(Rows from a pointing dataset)
# # #
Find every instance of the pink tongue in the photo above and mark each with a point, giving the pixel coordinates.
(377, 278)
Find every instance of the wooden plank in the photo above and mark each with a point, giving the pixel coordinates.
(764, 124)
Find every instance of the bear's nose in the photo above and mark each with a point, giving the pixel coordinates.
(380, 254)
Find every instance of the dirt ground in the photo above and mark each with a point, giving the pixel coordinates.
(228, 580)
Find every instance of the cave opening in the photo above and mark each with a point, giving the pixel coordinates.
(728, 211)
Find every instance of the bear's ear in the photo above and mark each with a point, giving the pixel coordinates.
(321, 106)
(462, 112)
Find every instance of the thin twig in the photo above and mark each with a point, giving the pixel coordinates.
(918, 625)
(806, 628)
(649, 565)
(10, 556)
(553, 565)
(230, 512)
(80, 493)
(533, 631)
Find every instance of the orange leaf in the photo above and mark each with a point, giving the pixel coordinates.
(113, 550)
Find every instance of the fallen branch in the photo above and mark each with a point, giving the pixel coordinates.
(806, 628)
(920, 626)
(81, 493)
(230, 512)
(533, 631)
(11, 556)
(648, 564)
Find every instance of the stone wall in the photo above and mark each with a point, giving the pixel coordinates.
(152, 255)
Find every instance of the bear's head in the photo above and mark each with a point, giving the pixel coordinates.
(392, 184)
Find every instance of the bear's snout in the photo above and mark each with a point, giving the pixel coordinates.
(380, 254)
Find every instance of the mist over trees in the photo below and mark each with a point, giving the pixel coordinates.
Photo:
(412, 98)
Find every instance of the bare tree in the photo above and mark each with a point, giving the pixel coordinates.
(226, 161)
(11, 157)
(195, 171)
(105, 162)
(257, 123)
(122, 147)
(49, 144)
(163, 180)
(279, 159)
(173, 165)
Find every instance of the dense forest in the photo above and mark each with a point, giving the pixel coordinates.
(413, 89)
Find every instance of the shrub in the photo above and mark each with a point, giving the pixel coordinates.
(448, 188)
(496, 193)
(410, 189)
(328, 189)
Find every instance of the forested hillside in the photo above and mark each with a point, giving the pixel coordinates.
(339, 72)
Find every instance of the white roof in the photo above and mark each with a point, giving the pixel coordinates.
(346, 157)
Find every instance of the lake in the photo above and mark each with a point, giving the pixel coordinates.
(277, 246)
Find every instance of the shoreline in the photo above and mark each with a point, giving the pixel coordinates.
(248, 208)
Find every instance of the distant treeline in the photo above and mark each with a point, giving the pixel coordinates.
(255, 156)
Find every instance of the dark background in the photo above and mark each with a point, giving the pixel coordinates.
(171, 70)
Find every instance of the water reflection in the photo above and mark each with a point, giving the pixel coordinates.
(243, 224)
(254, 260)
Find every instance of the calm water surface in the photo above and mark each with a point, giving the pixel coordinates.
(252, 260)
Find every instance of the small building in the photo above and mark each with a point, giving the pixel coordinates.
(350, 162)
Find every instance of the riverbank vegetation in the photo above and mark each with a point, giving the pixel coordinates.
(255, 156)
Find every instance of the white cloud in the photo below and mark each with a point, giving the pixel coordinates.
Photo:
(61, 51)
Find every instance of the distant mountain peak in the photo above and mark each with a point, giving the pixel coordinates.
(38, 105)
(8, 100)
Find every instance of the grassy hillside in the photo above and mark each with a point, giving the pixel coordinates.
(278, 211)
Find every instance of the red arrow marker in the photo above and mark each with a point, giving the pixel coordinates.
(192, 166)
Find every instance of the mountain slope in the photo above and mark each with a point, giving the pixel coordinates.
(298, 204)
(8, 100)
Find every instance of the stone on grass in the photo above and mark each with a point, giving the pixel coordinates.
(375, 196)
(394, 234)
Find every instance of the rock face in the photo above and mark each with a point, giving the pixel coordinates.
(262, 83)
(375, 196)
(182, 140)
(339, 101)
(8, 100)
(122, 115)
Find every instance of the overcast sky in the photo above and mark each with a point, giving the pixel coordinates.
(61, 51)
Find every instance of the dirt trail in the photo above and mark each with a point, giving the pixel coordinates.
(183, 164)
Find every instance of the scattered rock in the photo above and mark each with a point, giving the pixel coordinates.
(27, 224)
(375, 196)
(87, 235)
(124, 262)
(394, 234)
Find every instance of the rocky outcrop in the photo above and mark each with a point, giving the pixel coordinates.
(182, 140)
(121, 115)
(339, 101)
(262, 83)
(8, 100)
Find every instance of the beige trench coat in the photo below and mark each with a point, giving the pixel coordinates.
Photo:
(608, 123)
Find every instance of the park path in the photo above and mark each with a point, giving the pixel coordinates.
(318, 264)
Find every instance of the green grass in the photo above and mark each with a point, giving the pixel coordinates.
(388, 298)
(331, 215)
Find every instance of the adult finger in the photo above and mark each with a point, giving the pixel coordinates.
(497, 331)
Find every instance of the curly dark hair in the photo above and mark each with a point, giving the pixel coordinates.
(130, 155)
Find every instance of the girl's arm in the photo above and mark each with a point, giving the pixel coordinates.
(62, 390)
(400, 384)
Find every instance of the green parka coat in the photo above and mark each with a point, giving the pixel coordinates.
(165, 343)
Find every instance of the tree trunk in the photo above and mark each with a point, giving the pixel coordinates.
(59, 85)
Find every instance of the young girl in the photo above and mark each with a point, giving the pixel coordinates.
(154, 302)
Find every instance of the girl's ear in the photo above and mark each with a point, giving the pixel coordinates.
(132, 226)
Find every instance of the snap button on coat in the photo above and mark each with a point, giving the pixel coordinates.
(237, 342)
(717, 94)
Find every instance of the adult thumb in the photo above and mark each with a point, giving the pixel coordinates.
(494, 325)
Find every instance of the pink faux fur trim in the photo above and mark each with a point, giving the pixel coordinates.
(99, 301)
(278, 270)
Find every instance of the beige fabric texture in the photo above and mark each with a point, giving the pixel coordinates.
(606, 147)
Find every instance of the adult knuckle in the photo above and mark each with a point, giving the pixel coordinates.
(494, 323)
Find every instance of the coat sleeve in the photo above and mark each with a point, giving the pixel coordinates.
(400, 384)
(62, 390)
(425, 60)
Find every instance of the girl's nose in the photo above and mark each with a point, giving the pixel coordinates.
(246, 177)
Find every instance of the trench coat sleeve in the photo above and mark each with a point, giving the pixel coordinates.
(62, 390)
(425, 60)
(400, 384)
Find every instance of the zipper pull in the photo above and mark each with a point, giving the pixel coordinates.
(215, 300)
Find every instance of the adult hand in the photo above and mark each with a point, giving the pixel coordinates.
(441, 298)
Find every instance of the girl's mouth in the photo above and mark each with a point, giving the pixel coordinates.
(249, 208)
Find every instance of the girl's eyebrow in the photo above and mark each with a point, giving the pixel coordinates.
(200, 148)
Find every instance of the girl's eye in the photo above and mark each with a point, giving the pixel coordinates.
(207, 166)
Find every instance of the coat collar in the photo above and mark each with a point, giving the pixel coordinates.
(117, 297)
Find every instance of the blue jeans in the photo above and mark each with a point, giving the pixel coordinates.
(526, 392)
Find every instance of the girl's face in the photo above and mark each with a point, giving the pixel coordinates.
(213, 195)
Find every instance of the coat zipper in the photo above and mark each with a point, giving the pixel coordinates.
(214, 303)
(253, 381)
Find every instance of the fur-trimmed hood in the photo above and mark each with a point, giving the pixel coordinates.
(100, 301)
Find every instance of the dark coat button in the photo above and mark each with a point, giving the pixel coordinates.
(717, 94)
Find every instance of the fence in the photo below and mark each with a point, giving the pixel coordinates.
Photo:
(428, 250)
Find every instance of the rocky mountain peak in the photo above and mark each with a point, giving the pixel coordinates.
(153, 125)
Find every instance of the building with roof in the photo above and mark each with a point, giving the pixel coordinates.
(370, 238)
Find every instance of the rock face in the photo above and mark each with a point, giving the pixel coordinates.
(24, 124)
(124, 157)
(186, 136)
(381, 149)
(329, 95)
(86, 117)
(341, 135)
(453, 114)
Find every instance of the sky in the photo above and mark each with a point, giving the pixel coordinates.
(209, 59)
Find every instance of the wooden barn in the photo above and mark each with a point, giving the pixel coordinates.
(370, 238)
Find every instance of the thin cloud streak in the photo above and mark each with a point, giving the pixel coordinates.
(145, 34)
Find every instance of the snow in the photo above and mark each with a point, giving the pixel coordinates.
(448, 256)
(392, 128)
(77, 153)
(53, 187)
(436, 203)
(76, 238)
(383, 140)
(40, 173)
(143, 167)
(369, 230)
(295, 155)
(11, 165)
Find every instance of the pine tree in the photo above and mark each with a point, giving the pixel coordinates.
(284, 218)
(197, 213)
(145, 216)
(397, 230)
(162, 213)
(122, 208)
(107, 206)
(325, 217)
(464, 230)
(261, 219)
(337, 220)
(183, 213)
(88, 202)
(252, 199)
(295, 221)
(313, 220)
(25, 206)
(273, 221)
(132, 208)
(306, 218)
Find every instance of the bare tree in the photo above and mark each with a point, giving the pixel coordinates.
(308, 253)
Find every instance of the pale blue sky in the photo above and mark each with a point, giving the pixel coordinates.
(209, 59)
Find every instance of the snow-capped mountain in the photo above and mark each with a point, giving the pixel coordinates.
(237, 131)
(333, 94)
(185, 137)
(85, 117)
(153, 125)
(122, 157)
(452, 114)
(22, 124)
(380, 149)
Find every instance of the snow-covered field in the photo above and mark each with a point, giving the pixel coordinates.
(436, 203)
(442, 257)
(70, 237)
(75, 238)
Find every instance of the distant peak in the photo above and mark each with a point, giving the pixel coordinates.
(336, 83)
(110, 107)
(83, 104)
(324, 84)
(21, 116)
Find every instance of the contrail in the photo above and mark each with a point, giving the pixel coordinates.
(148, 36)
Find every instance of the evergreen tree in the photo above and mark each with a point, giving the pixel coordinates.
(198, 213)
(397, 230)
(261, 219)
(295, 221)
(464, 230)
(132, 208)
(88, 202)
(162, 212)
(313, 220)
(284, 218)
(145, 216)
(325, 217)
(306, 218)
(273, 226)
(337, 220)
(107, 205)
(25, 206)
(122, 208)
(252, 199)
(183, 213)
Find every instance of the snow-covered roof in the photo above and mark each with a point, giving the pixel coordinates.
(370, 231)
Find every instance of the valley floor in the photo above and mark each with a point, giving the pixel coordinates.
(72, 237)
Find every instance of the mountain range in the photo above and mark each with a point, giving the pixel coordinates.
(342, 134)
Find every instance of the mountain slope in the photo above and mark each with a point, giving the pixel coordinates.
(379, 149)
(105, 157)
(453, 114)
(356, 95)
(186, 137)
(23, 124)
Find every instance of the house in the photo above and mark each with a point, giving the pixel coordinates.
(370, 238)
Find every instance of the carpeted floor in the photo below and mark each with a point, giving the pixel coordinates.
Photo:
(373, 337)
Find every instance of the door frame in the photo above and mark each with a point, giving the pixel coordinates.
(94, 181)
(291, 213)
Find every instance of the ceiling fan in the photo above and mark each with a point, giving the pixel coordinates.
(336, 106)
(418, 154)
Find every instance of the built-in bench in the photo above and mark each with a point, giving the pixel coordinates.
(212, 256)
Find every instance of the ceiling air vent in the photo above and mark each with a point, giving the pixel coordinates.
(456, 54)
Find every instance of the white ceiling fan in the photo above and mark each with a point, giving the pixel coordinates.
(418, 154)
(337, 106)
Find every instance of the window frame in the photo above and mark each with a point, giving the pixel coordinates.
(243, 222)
# # #
# [Given instruction]
Your task is to return, exactly and on their own, the lines from the one containing "Find every instance of the distant peak" through the last line of the listing.

# [Answer in full]
Find every instance of the distant peak in the photo above and mark each with a point, giving the pixel coordinates.
(336, 83)
(110, 107)
(83, 104)
(324, 84)
(21, 116)
Find every instance of the contrail in the photo above and mark each with a point, giving the pixel coordinates.
(148, 36)
Find every instance of the evergreen tree in the photo above and mark each with a point, giving the pixel coordinates.
(198, 213)
(397, 230)
(261, 219)
(295, 221)
(464, 230)
(132, 208)
(88, 202)
(162, 212)
(313, 220)
(284, 218)
(145, 216)
(325, 217)
(306, 218)
(273, 226)
(337, 220)
(107, 205)
(25, 206)
(122, 208)
(252, 199)
(183, 213)
Find every instance of the snow-covered roof in the photo above and mark each with a point, giving the pixel coordinates.
(370, 231)
Find every instance of the valley floor in the photo above and mark each with a point, giving the pixel coordinates.
(72, 237)
Find every instance of the mountain range in the photo above and mark each with a point, giving the pixel coordinates.
(342, 134)
Find every instance of the mountain slope in the photo above and mark each with a point, giving the pixel coordinates.
(379, 149)
(105, 157)
(453, 114)
(356, 95)
(186, 137)
(23, 124)
Find every instance of the house in the photo above and mark each with a point, giving the pixel coordinates.
(370, 238)
Find every instance of the carpeted floor in the photo below and mark each with a point, giving the pixel coordinates.
Photo:
(373, 337)
Find every instance of the door frame in the photo above and mark each with a point, giving the pixel coordinates.
(94, 181)
(291, 213)
Find every instance of the ceiling fan in the photo above and mark each with a point, giving the pixel coordinates.
(336, 106)
(418, 154)
Find every instance of the built-in bench in the photo above and mark each with a point, giving the pixel coordinates.
(212, 256)
Find every instance of the ceiling air vent in the photo above and mark each with a point, giving the pixel coordinates.
(456, 54)
Find every instance of the white ceiling fan in the photo above and mark each with a point, giving the pixel coordinates.
(418, 154)
(337, 106)
Find every instance of the window frame in the photo above and mark each with a point, giving the pixel coordinates.
(243, 222)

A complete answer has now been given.